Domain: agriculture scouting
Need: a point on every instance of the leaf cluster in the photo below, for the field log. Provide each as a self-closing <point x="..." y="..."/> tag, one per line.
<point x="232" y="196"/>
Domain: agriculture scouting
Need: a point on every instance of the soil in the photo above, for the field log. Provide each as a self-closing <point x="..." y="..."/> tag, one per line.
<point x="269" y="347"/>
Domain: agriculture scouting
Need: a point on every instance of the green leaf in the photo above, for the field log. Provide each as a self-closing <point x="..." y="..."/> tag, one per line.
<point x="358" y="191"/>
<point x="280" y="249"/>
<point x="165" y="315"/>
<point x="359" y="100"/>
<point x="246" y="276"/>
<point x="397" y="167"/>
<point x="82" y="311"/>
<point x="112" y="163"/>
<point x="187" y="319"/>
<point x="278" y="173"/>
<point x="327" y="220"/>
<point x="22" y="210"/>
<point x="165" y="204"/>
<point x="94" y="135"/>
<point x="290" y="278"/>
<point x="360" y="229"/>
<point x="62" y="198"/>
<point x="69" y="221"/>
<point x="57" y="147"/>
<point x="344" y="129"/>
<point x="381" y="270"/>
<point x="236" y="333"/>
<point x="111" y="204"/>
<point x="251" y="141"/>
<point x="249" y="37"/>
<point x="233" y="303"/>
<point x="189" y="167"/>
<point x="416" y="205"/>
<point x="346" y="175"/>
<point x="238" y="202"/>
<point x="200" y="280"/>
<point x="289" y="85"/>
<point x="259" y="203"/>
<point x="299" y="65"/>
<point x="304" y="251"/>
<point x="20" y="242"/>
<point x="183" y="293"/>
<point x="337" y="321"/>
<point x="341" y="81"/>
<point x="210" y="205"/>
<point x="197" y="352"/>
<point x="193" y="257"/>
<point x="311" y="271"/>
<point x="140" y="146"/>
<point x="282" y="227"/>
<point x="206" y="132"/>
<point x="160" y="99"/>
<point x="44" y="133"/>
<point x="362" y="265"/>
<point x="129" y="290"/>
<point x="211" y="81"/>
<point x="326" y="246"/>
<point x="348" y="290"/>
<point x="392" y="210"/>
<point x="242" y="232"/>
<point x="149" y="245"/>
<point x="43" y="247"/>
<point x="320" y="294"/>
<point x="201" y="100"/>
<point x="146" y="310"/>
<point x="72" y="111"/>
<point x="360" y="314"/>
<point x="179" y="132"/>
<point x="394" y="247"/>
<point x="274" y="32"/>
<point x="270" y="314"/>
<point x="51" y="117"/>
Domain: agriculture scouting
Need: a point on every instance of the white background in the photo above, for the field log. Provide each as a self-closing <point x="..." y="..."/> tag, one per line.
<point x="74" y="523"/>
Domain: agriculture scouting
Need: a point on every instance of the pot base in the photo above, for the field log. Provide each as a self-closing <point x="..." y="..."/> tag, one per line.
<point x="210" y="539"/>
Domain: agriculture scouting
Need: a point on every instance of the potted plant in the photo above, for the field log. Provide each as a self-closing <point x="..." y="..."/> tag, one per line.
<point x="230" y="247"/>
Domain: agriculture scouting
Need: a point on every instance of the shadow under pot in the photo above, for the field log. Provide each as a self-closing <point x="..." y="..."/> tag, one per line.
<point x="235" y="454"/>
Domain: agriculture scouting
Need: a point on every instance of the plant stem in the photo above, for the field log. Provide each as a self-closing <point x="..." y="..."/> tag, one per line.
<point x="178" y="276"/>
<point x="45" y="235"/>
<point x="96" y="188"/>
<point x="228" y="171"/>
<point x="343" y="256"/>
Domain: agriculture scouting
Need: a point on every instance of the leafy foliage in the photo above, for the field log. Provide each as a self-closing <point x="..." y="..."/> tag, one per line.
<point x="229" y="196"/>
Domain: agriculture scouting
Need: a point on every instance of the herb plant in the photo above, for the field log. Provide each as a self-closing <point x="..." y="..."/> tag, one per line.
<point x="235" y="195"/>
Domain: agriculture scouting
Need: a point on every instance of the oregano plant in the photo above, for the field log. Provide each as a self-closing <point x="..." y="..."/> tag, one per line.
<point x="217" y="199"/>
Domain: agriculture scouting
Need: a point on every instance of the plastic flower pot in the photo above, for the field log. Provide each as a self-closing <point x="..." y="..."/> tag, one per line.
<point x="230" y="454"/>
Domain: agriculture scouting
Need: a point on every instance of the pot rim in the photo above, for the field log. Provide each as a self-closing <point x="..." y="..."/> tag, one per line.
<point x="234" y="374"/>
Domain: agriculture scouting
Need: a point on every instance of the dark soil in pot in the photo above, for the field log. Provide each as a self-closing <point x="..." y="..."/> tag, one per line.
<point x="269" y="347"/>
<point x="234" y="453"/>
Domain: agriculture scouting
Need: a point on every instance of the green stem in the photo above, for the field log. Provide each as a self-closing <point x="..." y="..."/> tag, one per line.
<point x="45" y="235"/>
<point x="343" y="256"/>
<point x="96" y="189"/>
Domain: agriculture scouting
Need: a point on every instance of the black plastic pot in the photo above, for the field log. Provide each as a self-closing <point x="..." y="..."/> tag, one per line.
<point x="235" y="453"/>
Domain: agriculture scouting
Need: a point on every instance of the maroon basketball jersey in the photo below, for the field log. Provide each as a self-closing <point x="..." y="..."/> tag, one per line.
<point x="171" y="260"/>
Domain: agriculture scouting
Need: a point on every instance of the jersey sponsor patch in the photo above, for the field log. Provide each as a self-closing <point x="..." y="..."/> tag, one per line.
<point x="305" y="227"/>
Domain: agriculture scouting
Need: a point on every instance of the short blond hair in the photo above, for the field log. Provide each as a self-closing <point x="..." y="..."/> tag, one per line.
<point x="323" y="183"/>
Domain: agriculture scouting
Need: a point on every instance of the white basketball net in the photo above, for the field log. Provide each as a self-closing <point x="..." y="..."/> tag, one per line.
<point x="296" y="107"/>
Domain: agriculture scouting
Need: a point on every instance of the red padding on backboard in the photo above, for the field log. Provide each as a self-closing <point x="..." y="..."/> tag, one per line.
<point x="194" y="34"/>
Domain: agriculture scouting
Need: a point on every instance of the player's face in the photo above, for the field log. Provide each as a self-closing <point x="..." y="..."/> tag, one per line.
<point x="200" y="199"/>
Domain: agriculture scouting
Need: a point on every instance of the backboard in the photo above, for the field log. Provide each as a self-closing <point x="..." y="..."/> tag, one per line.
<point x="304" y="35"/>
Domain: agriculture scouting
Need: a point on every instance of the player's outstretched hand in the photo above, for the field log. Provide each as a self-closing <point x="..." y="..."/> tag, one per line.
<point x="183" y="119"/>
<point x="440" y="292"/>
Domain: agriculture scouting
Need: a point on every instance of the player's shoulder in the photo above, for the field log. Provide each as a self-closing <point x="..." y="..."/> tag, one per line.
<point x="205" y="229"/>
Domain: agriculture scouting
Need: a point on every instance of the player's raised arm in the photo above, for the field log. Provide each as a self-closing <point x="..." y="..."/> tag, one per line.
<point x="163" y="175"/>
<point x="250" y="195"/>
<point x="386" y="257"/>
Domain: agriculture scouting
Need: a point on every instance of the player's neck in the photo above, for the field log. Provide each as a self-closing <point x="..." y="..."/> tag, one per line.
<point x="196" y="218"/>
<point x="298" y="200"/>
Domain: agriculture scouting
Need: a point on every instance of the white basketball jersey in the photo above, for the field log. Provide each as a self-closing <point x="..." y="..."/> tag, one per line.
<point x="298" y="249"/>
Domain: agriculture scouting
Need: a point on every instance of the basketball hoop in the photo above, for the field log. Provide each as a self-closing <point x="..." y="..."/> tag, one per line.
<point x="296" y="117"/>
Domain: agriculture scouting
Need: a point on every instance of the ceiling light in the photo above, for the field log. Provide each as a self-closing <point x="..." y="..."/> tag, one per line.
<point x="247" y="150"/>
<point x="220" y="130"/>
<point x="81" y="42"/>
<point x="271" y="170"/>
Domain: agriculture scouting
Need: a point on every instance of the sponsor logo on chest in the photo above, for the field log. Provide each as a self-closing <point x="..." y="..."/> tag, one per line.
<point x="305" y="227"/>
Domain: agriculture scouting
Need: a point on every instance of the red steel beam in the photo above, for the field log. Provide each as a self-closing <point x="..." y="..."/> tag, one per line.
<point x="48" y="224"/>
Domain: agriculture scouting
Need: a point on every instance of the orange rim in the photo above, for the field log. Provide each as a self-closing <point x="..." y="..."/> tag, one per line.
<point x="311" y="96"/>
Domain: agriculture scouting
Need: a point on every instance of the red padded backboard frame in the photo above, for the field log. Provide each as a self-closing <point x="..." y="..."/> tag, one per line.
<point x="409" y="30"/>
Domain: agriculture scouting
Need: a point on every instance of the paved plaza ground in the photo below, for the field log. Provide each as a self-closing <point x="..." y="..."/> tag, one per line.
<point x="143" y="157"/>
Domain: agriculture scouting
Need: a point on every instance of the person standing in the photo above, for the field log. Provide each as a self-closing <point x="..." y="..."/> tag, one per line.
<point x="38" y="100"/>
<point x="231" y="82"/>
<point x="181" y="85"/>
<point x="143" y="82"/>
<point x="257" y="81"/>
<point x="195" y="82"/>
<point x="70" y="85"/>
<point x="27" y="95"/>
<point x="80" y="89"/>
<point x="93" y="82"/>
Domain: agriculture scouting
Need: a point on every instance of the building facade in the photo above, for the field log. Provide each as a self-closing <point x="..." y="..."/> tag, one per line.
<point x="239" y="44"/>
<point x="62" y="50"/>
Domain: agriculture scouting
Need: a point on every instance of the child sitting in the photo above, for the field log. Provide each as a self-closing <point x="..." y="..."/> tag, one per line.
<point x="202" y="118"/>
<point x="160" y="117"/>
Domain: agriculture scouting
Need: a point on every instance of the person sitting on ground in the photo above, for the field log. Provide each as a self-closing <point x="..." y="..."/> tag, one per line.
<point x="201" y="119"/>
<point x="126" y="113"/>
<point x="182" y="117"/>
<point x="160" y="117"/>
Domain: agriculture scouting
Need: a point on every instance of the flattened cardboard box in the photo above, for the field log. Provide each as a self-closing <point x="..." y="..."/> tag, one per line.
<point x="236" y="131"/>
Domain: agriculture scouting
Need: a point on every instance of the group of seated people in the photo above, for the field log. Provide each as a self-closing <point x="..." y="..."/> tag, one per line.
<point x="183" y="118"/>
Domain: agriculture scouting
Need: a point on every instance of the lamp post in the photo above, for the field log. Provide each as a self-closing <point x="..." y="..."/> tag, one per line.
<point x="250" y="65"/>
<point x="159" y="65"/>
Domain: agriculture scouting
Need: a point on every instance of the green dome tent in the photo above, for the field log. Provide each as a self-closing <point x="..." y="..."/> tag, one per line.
____
Pull out each row above that contains the word "plastic", and copy it in full.

Need: a point on every instance of the plastic flower pot in the photo above, for the field log. Provide each as a self-closing <point x="..." y="..."/> tag, one per line.
Need: a point on every instance of the black plastic pot in the photo above, for the field log. Provide each as a self-closing <point x="..." y="..."/> tag, one per line.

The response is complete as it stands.